• Exercice: Recopiez mot pour mot le passage de l'extrait affiché, en partant des mots « Embarqué donc d’abord » et en vous arrêtant après « étonnantes, voire étranges. ».

La formation s’est terminée le 9 août ; et là encore, nous allons faire preuve d’imagination. Les résultats de l’examen final ayant été donnés le matin, l’après-midi devait être consacrée aux affectations choisies en fonction du classement de chacun, du premier au dernier. Mais, entre midi et deux, nous avons organisé une AG qui nous a permis de choisir nous-mêmes nos affectations suivant de multiples raisons (géographiques, affectives, choix personnels…) ; dans ce cadre, mes collègues m’ont laissé choisir une affectation sur un navire « non-armé », un bâtiment de recherches océanographiques basé à Toulon (que je rejoindrais le 17 août, après une permission passée en partie à Avignon avec des copains libertaires dans la suite du fameux festival perturbé cette année-là). Lors de la séance de l’après-midi les officiers supérieurs ont assisté, ébahis, au fait que chacun avait choisi son poste et que mêmes les derniers du classement avaient leur affectation désirée. Comme quoi même dans cette curieuse atmosphère confinée, l’esprit de Mai-Juin 68 avait réussi à faire son entrée !

Les fusiliers-marins commandos à Paris

Embarqué donc d’abord comme aspirant chef de quart, puis enseigne de vaisseau de 2eclasse à compter du 1eravril 1969 jusqu’à ma « libération » le 1eroctobre 1969, sur un dragueur océanique transformé en navire scientifique de 60 m de long dans le cadre de missions passionnantes (nous transportions la soucoupe plongeante du Cdt Cousteau !), j’ai pu avoir accès durant cette période à bien des informations non-publiques du fait de mon statut et de mon habilitation« secret-défense et confidentiel-défense » et être témoin de situations étonnantes, voire étranges.

• Données:

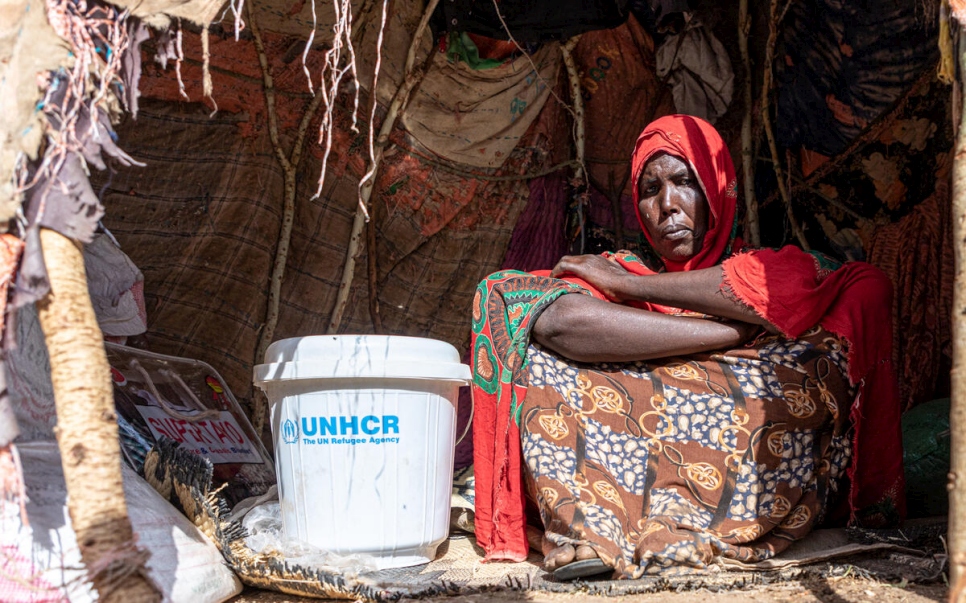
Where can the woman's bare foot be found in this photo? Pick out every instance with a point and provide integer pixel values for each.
(585, 552)
(559, 557)
(566, 554)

• Réponse attendue:
Embarqué donc d’abord comme aspirant chef de quart, puis enseigne de vaisseau de 2eclasse à compter du 1eravril 1969 jusqu’à ma « libération » le 1eroctobre 1969, sur un dragueur océanique transformé en navire scientifique de 60 m de long dans le cadre de missions passionnantes (nous transportions la soucoupe plongeante du Cdt Cousteau !), j’ai pu avoir accès durant cette période à bien des informations non-publiques du fait de mon statut et de mon habilitation« secret-défense et confidentiel-défense » et être témoin de situations étonnantes, voire étranges.